- Problems to solve
1) Reproduce word for word the passage of the conscience post starting at "This view of" and ending at "creation of man....".
2) From the conscience post, list the popes that Fr. Charron names as having used their authority in an imprudent way.

++++ Document section

I Must Follow My Conscience, "the aboriginal Vicar of Christ."

I've been watching an interview by Eric Sammons, editor of Crisis Magazine, with Fr. Jason Charron, pastor of Holy Trinity Ukrainian Catholic Church in Carnegie, PA and Our Lady of Perpetual Help in Wheeling, WV. The video is very interesting and I post it here if you are interested and have the time to watch it.


Here's a bit about following one's conscience that I found particularly relevant in light of the current crisis in the Church and questions about the authority of the pope. Fr. Charron emphasized that infallibility does not give the pope unlimited authority and that he connect compel one to "go against" a well-formed conscience:

"The pope doesn't have the authority to command us to become Protestants, for example. He doesn't have the authority to command us to go against a conscience which is informed by the perennial, apostolic, Catholic, universal teaching of the Church. There have been popes in the past who have used their authority, let's say their legitimate authority, in an imprudent way. You can go back to Honorius; you can go back to Liberius; you can go back to John the 22nd. And the faithful, at that point, have to simply follow their conscience, the aboriginal Christ as Newman referred to it."

"Aboriginal Christ?" What exactly does that mean? Well, I looked up Newman's statement and here's what he wrote in a letter to the Duke of Norfolk explaining it:

"The natural law," says St. Thomas, "is an impression of the Divine Light in us, a participation of the eternal law in the rational creature." (Gousset, Theol. Moral., t. i. pp. 24, &c.) This law, as apprehended in the minds of individual men, is called "conscience;" and though it may suffer refraction in passing into the intellectual medium of each, it is not therefore so affected as to lose its character of being the Divine Law, but still has, as such, the prerogative of commanding obedience. "The Divine Law," says Cardinal Gousset, "is the supreme rule of actions; our thoughts, desires, words, acts, all that man is, is subject to the domain of the law of God; and this law is the rule of our conduct by means of our conscience. Hence it is never lawful to go against our conscience; as the fourth Lateran Council says, 'Quidquid fit contra conscientiam, ædificat ad gehennam.'"
This view of conscience, I know, is very different from that ordinarily taken of it, both by the science and literature, and by the public opinion, of this day. It is founded on the doctrine that conscience is the voice of God, whereas it is fashionable on all hands now to consider it in one way or another a creation of man....

 “Conscience is not a longsighted selfishness, nor a desire to be consistent with oneself, but it is a messenger from Him, who, both in nature and in grace, speaks to us behind a veil, and teaches and rules us by His representative, a monarch in its peremptoriness. Conscience is the aboriginal Vicar of Christ, a prophet in its informations, a monarch in its peremptoriness, a priest in its blessings and anathemas, and, even though the eternal priesthood throughout the Church could cease to be, in the sacerdotal principle would remain and would have a say.”

We must obey our conscience, Newman says, "at all hazards." He goes on to say:  

St. John Henry Newman
Thus, if the Pope told the English Bishops to order their priests to stir themselves energetically in favour of teetotalism, and a particular priest was fully persuaded that abstinence from wine, &c., was practically a Gnostic error, and therefore felt he could not so exert himself without sin; or suppose there was a Papal order to hold lotteries in each mission for some religious object, and a priest could say in God's sight that he believed lotteries to be morally wrong, that priest in either of these cases would commit a sin hic et nunc if he obeyed the Pope, whether he was right or wrong in his opinion, and, if wrong, although he had not taken proper pains to get at the truth of the matter.

++++++++
++++ Record set

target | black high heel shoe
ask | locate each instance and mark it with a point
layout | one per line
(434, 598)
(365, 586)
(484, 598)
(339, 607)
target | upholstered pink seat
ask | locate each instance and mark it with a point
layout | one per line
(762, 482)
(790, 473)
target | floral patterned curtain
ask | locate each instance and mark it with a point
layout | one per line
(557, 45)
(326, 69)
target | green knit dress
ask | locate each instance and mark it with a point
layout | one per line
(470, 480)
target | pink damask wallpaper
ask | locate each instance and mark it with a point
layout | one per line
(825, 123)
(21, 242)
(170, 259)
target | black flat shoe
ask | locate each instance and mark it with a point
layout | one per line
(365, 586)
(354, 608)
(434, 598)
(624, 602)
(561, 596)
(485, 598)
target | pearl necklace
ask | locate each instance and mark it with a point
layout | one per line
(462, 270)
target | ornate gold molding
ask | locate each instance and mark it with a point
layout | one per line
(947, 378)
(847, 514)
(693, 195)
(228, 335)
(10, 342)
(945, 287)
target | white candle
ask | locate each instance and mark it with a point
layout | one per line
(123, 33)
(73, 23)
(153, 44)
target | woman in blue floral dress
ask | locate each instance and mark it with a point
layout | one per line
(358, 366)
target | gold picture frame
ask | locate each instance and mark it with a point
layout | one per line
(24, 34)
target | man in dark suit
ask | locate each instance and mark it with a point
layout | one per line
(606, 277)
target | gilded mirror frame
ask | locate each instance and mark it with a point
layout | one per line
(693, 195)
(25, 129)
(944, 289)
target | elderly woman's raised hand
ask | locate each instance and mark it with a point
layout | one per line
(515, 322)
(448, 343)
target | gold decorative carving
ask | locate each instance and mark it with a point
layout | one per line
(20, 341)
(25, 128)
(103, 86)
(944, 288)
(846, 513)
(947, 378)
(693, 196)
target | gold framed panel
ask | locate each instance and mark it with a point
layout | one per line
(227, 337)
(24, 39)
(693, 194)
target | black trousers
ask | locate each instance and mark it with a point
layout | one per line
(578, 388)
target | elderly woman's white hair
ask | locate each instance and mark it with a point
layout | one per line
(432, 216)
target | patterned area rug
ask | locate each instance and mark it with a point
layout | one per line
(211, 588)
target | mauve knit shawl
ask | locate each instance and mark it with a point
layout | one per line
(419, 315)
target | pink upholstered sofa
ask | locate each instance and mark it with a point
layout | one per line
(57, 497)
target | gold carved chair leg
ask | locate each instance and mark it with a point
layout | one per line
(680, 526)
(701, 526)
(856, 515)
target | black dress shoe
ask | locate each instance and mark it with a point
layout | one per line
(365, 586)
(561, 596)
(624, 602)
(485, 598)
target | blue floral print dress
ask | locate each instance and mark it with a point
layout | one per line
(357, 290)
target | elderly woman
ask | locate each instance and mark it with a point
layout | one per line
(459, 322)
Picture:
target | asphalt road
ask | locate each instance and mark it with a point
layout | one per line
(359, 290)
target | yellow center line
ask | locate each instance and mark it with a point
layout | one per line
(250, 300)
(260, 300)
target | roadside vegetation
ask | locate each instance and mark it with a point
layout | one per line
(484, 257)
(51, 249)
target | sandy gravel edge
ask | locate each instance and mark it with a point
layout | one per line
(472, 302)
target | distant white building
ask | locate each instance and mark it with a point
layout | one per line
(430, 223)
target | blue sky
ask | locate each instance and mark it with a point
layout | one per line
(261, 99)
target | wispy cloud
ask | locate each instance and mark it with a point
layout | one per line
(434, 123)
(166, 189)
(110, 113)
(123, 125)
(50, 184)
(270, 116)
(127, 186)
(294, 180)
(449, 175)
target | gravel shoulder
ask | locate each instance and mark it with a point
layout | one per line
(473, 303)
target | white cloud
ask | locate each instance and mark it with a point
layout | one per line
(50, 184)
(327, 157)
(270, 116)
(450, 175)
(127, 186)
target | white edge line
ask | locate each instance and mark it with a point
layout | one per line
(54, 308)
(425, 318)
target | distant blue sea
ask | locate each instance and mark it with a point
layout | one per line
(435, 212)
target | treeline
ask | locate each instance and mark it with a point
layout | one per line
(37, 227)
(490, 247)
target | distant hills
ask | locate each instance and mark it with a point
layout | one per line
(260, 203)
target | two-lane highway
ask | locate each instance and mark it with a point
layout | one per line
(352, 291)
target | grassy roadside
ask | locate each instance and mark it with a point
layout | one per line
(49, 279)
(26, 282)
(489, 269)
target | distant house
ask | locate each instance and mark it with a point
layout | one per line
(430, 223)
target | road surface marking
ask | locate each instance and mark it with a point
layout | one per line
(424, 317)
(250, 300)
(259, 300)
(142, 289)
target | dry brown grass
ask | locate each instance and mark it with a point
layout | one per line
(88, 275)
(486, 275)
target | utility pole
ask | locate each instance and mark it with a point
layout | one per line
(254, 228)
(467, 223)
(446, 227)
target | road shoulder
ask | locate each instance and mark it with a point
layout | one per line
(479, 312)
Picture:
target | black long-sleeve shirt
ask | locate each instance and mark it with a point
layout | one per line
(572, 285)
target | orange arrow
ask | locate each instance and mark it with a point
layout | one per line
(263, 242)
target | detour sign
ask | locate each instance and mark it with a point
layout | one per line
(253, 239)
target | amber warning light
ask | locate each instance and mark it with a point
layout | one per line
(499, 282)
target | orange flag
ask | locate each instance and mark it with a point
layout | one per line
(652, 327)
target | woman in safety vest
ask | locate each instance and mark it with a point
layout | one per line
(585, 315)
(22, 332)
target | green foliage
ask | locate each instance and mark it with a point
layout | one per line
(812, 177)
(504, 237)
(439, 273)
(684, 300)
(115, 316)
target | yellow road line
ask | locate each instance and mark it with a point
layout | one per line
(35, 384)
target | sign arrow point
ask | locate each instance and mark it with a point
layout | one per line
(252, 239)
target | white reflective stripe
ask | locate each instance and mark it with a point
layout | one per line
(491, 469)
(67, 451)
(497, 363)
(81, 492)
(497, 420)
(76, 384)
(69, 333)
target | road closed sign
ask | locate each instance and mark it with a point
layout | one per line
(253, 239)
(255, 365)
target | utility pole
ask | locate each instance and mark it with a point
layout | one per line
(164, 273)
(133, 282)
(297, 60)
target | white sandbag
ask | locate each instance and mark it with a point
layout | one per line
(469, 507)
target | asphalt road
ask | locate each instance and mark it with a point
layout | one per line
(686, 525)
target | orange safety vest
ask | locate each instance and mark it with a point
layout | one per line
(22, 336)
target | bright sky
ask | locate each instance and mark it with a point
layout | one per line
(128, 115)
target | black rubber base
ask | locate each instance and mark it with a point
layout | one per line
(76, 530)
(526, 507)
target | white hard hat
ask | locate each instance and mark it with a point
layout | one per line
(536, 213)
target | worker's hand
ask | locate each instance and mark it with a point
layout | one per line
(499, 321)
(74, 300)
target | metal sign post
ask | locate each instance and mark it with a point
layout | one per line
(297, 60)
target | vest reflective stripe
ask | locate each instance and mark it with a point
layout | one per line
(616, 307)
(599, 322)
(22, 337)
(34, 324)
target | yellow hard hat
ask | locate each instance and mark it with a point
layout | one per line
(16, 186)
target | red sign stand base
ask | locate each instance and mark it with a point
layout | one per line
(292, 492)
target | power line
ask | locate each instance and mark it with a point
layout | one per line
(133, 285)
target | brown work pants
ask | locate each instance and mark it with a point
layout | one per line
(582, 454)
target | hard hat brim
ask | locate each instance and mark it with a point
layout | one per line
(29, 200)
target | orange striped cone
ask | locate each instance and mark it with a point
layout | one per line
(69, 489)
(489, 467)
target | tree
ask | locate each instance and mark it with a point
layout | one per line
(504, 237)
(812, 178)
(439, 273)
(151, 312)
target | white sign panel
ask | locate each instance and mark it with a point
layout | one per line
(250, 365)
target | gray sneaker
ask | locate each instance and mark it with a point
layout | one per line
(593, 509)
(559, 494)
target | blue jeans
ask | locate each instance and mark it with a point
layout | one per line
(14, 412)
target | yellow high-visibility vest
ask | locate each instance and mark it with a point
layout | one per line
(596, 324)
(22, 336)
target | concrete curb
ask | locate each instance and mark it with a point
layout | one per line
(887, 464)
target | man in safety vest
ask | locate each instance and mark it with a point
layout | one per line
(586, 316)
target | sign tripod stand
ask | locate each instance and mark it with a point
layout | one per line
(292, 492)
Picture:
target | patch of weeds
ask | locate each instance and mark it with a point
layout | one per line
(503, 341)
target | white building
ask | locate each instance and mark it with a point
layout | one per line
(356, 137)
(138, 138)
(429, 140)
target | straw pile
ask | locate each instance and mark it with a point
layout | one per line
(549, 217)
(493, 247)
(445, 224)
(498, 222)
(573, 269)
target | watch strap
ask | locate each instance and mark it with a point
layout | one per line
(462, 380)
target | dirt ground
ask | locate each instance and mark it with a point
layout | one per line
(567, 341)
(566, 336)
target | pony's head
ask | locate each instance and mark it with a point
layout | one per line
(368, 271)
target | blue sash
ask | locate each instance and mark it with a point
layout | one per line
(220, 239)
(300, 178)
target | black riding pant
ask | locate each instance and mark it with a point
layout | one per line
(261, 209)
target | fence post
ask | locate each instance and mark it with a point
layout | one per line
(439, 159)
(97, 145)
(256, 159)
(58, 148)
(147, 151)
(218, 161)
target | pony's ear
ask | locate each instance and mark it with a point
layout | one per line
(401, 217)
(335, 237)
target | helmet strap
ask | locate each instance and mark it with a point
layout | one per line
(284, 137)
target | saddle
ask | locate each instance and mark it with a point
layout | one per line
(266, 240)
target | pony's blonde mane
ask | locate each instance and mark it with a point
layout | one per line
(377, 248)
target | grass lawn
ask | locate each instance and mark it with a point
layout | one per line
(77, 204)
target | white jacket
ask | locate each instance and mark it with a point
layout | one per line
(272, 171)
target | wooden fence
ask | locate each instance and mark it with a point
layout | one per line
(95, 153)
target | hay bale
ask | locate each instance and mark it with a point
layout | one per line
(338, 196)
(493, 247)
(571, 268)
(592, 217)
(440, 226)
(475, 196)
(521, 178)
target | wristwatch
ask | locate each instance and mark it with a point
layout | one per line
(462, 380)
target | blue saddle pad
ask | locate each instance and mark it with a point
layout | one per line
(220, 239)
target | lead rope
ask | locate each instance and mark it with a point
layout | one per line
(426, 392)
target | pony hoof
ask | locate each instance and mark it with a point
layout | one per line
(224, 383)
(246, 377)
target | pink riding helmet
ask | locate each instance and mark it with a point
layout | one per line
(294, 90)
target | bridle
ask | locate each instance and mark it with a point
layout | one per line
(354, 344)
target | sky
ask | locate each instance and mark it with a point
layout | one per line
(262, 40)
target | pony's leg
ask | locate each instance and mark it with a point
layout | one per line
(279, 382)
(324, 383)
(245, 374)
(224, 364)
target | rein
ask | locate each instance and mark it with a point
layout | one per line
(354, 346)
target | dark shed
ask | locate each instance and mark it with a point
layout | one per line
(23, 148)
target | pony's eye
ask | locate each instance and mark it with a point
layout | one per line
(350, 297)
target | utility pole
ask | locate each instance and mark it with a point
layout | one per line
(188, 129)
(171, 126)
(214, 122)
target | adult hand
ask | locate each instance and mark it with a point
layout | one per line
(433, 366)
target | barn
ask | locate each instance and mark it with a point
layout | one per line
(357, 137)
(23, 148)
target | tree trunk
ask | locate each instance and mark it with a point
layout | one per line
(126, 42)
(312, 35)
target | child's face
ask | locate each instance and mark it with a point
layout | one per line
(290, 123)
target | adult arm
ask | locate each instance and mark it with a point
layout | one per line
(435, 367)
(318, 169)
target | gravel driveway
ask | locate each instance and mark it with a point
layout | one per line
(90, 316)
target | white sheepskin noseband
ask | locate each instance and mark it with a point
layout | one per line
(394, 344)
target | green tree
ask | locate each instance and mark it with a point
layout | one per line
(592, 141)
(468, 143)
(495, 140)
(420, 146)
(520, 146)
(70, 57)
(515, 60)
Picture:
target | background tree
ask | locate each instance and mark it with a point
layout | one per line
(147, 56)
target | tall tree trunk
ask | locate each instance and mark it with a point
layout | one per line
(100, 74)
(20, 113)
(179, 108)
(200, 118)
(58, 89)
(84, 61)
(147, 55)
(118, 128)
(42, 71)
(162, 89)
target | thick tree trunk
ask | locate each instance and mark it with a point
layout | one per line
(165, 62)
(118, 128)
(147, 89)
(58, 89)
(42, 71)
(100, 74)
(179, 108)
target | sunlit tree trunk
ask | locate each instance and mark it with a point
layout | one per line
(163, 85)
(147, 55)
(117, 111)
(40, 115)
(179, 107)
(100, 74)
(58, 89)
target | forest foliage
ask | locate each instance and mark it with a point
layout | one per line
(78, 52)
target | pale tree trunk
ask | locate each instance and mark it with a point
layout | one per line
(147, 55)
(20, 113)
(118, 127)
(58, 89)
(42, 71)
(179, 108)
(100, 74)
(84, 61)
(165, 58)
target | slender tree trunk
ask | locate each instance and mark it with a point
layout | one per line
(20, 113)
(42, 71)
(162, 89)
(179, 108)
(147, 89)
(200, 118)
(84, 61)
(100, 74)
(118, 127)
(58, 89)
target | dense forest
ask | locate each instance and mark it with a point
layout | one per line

++++++++

- Response list
1)
This view of conscience, I know, is very different from that ordinarily taken of it, both by the science and literature, and by the public opinion, of this day. It is founded on the doctrine that conscience is the voice of God, whereas it is fashionable on all hands now to consider it in one way or another a creation of man....

2)
Honorius
Liberius
John the 22nd